• [PASSAGE PROVIDED]
An integrated self-heating recombinase polymerase amplification lateral flow strip biosensor for quantification of enterohemorrhagic Escherichia coli O157:H7

Abstract

The early and precise detection of enterohemorrhagic Escherichia coli (EHEC) O157:H7, a major foodborne pathogen, is crucial to prevent outbreaks and ensure food safety. However, traditional diagnostic methods are often time-consuming, labor-intensive, and require sophisticated laboratory facilities, making them less feasible for point-of-care testing. Here, we present a novel, self-heating recombinase polymerase amplification (RPA)-based integrated lateral flow strip biosensor for the efficient detection of EHEC O157:H7. The self-heating mechanism based on calcium oxide provides a stable and optimal external temperature for RPA, avoiding the use of external power sources or complex temperature control devices. In addition, the color intensity of the test line of the lateral flow strip can be uploaded to the ImageJ software by taking photos, and the quantitative detection of EHEC O157:H7 can be realized by analyzing the gray value. Our results demonstrate that this biosensor has a visual detection limit of 1 × 102 CFU/mL and an analytical limit of detection of 36.23 CFU/mL for EHEC O157:H7, offering rapid detection within 30 min. Furthermore, the biosensor displayed exceptional specificity and exhibited high accuracy. The RSD of three varying concentrations were respectively 5.39 %, 3.85 % and 4.82 %.

• [DATASET RECORDS]
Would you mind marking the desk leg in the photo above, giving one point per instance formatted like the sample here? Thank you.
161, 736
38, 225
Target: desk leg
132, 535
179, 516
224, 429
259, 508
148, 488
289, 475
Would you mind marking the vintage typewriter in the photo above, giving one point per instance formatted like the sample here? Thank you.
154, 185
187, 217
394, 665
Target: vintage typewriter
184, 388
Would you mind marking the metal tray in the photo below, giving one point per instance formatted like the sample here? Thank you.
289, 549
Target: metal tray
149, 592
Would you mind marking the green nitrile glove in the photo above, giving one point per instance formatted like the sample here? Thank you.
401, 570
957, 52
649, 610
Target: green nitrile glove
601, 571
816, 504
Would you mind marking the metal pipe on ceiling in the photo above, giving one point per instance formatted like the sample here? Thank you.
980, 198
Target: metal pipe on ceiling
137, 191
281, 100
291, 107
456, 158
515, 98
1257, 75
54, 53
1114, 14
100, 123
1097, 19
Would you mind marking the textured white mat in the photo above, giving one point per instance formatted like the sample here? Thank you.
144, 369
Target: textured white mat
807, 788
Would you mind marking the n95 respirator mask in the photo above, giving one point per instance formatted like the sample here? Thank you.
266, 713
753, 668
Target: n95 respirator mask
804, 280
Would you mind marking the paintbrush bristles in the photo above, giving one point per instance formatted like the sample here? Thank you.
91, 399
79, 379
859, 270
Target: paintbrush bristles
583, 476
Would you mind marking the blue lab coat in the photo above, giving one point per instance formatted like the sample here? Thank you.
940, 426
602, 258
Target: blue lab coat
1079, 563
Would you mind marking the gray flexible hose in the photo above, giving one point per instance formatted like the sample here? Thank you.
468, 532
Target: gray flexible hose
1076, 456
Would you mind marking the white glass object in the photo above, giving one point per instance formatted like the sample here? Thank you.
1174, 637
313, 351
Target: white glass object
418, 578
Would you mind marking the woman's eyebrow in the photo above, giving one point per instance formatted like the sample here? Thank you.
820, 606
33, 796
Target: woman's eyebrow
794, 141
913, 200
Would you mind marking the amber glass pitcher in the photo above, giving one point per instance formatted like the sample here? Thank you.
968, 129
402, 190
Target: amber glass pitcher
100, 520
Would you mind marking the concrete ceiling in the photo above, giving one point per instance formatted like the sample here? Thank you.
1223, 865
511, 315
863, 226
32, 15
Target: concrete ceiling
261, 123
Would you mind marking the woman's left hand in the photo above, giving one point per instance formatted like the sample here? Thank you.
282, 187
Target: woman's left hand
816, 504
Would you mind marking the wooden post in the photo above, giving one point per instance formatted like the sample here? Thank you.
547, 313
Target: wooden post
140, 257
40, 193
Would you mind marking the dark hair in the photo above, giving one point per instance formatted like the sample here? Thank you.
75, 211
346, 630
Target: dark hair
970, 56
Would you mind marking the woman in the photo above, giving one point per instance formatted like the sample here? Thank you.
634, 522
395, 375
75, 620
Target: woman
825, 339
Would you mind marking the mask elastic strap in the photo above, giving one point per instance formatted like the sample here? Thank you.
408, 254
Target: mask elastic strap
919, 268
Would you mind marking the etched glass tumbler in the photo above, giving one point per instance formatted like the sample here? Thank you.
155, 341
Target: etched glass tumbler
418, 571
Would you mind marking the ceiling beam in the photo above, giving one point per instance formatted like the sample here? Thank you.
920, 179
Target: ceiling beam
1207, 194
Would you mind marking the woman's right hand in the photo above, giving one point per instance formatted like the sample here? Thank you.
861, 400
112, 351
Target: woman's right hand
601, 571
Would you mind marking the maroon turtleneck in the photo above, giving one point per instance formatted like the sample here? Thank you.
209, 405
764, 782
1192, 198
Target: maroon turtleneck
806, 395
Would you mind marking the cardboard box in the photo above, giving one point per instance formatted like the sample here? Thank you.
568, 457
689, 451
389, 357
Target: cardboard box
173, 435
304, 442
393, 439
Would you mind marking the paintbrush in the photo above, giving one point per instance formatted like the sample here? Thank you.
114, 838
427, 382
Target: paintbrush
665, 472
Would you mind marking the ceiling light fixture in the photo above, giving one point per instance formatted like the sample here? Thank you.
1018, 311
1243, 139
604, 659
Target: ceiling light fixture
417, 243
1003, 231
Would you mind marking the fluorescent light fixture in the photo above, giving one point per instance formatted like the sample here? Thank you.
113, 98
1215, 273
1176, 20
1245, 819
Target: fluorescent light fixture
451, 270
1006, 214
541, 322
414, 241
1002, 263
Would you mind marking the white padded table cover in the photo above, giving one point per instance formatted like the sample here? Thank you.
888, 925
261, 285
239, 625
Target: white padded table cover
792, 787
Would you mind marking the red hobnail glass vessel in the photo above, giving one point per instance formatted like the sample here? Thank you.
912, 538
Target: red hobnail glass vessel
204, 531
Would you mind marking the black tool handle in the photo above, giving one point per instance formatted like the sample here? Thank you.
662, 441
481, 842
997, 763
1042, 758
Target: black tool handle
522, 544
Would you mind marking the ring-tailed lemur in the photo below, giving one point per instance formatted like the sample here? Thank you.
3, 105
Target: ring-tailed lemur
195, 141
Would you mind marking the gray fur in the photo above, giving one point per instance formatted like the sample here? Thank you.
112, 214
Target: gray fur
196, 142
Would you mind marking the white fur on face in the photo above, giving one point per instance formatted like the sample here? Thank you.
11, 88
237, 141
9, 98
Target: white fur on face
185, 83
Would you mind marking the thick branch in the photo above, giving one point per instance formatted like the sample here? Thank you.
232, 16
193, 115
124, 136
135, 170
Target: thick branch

• [PROBLEM TO SOLVE]
Using the abstract on the self-heating RPA lateral flow biosensor, decide whether each statement agrees with it: (a) the self-heating mechanism is based on calcium oxide; (b) the biosensor needs an external power source to keep the RPA temperature stable; (c) detection with the biosensor takes longer than an hour. Answer yes or no for each and quote the deciding words.

• [YOUR SOLUTION]
(a) Yes: "The self-heating mechanism based on calcium oxide provides a stable and optimal external temperature for RPA"
(b) No: "avoiding the use of external power sources or complex temperature control devices"
(c) No: "offering rapid detection within 30 min"